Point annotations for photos
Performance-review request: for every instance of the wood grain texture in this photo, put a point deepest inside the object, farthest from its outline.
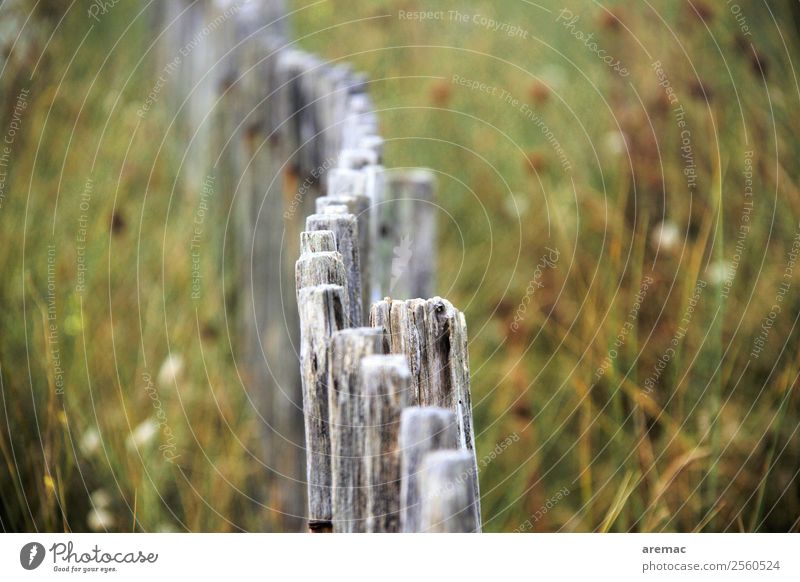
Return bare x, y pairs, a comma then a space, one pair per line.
387, 381
345, 228
449, 499
422, 429
322, 313
432, 334
347, 405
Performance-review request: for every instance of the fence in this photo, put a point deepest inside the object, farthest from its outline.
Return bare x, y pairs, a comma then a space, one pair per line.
378, 410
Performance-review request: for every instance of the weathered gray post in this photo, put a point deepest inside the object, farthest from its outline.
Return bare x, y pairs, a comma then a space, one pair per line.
449, 500
345, 228
322, 314
347, 418
433, 336
422, 430
387, 382
321, 267
358, 206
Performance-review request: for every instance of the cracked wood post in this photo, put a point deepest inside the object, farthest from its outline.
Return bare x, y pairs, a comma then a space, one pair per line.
422, 430
345, 228
449, 500
322, 314
432, 334
387, 381
347, 416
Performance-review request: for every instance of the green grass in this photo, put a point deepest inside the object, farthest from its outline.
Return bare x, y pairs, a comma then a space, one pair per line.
714, 446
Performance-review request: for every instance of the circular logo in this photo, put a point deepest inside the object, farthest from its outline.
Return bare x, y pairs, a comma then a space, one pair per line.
31, 555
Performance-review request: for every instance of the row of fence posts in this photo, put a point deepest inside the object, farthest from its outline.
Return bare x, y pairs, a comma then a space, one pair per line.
382, 414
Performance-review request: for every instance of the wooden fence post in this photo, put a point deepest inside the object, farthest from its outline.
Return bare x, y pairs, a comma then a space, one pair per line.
345, 228
347, 419
433, 336
387, 382
449, 500
321, 267
422, 430
358, 206
322, 314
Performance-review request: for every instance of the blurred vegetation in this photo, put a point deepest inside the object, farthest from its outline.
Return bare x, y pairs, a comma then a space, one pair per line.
712, 446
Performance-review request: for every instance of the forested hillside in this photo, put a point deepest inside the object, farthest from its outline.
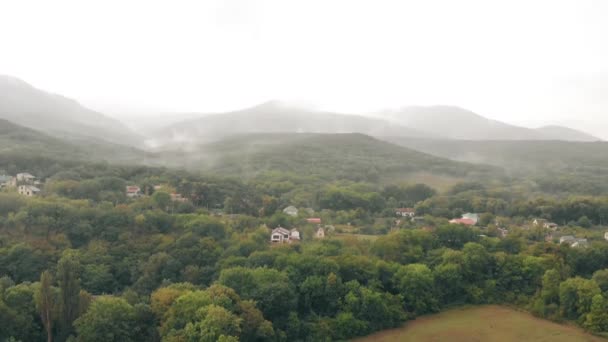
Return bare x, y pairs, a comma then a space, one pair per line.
56, 115
323, 156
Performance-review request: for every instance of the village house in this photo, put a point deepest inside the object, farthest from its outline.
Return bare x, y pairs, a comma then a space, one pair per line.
573, 241
291, 211
466, 222
5, 180
537, 222
320, 234
405, 212
178, 198
28, 190
282, 235
133, 191
471, 216
503, 232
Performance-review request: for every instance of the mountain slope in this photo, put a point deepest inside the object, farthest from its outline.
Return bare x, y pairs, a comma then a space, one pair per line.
518, 156
566, 134
22, 142
59, 116
462, 124
274, 117
322, 156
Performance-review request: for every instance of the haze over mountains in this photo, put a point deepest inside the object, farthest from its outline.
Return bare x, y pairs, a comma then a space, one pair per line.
458, 123
25, 105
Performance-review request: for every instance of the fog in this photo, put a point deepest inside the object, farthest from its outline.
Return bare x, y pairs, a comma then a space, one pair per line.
522, 62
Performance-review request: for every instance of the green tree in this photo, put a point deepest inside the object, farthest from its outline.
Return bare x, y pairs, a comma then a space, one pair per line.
68, 277
46, 303
107, 319
597, 319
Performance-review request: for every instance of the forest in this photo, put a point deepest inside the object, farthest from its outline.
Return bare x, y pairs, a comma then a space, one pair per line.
83, 261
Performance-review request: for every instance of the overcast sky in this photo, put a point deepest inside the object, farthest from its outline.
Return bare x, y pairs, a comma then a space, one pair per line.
527, 61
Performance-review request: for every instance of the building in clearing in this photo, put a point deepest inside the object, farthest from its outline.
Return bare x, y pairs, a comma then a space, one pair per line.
320, 234
291, 211
409, 212
28, 190
282, 235
133, 191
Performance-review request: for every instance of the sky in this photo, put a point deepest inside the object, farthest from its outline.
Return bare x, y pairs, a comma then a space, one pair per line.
525, 62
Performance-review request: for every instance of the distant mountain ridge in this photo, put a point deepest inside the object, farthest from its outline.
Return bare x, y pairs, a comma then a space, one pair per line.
461, 124
59, 116
276, 117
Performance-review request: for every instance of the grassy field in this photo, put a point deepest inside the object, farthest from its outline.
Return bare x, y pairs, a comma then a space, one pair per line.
485, 323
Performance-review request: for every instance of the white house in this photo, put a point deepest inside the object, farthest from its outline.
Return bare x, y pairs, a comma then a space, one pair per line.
471, 216
282, 235
573, 241
133, 191
291, 211
25, 177
28, 190
405, 212
320, 234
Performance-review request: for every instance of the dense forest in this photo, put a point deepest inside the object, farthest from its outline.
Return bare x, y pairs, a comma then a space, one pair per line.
82, 261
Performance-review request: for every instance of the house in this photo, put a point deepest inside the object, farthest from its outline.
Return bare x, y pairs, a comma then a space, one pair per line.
409, 212
280, 235
503, 232
25, 177
550, 225
28, 190
573, 241
539, 222
471, 216
291, 211
545, 224
418, 219
464, 221
320, 234
5, 180
580, 243
294, 235
567, 238
178, 198
133, 191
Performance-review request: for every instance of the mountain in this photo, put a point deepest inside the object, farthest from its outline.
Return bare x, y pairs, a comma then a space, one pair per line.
276, 117
566, 134
18, 142
524, 157
349, 156
59, 116
462, 124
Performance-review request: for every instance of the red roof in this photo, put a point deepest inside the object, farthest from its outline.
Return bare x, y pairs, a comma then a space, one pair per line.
467, 222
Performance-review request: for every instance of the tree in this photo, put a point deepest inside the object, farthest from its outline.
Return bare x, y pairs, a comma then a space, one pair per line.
417, 286
68, 271
597, 319
212, 323
45, 301
107, 319
161, 199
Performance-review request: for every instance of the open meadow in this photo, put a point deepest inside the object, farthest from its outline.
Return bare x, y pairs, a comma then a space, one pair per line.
486, 323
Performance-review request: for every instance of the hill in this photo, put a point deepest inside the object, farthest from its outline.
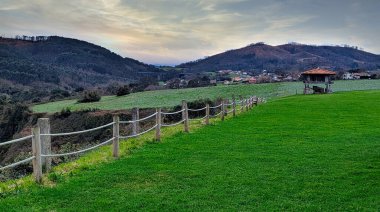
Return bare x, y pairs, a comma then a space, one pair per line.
170, 98
269, 159
31, 66
288, 57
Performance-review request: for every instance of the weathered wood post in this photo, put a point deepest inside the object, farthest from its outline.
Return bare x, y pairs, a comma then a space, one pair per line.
241, 104
44, 125
246, 105
115, 143
207, 121
226, 107
36, 149
135, 124
233, 106
185, 116
158, 124
222, 111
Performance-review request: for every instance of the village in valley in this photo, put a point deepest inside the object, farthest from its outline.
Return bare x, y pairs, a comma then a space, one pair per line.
232, 77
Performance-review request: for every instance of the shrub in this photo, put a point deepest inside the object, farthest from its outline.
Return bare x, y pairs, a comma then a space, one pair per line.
89, 96
123, 90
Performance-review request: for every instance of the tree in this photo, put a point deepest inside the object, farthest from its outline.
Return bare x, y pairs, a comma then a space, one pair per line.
123, 90
89, 96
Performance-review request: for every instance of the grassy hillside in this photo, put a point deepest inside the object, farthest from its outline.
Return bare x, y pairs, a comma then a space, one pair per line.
167, 98
315, 152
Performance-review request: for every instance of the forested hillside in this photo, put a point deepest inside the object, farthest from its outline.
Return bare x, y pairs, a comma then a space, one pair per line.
31, 67
288, 57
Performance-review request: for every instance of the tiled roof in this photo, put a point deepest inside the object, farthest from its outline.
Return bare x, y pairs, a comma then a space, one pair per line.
319, 71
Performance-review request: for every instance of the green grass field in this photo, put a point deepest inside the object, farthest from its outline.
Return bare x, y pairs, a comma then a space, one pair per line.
315, 152
169, 98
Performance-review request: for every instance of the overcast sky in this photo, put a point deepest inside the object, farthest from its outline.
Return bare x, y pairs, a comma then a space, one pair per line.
175, 31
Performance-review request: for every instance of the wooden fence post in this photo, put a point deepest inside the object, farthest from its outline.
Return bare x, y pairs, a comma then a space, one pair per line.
241, 104
207, 121
115, 143
44, 125
135, 124
185, 116
233, 106
222, 111
226, 107
36, 148
246, 105
158, 124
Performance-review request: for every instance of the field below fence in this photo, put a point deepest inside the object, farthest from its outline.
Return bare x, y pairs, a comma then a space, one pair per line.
41, 137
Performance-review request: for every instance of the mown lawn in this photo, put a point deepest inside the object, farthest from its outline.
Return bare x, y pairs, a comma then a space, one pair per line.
169, 98
316, 152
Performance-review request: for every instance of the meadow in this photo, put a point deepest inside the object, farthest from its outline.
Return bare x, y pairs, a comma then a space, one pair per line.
169, 98
314, 152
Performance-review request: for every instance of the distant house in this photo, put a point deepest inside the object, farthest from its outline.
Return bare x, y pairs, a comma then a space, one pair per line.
318, 76
288, 78
361, 75
153, 88
348, 76
252, 80
236, 79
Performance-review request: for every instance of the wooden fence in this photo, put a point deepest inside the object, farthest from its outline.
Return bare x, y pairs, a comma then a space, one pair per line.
41, 135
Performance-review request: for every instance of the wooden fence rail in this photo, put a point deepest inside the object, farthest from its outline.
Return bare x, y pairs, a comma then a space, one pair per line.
41, 135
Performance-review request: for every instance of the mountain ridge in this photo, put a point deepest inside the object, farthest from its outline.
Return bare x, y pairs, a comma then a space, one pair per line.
31, 64
286, 57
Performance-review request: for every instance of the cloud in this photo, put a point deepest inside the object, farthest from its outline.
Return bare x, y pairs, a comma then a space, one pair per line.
175, 31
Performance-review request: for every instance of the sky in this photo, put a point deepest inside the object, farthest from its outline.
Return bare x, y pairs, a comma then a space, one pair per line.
170, 32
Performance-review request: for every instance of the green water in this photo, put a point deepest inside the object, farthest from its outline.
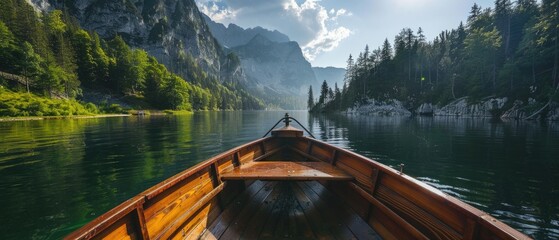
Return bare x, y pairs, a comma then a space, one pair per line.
56, 175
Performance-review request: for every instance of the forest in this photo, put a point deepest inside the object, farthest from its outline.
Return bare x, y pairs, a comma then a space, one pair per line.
50, 56
510, 50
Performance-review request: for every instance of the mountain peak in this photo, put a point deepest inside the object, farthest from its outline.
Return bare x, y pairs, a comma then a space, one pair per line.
259, 40
234, 35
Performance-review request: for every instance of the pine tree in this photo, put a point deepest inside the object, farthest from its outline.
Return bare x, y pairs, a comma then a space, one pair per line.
310, 101
323, 92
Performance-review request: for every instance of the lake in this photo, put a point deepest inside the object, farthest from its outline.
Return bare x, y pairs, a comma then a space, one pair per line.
56, 175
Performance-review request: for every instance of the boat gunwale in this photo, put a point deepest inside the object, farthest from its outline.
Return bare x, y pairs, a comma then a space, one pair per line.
476, 220
172, 181
480, 216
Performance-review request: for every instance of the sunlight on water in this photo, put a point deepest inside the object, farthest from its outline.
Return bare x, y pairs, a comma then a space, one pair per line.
61, 174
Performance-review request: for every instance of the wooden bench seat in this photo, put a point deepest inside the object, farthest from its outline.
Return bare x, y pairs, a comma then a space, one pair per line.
286, 170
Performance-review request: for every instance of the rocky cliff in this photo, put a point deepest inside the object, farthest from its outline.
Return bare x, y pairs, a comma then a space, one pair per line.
278, 66
272, 63
234, 36
171, 31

The task: Starting at the line with "Performance-review request: for every instance of the boat", copy every line up to and including the last one in the entries above.

Expected answer:
Performance-review request: for every instance of the boat gunwale in this photo, put a point deepest inside the object, farthest from its outline.
Return bare x, y pairs, a comma then a space, one pair per line.
476, 220
172, 181
480, 216
Performance-review request: for every instance of the sunlight on water in this photo, put a point deepest inside the object, farthest from its outline.
Return bare x, y pairs, a comma then a space, one pair per line.
61, 174
Performance-review request: for every instance of the wooden bench seat in this photo, put a point deepest inside the object, farthest from its outline.
Return bare x, y pairs, a comma then a space, one pair per line.
286, 170
Performance-review request: for every instance of the rocky cliff in this photo, put a point deepest inside the object, farthest from its outline.
Return bare x, y pairs, a comma then a space, one pair per line.
278, 66
272, 63
234, 36
171, 31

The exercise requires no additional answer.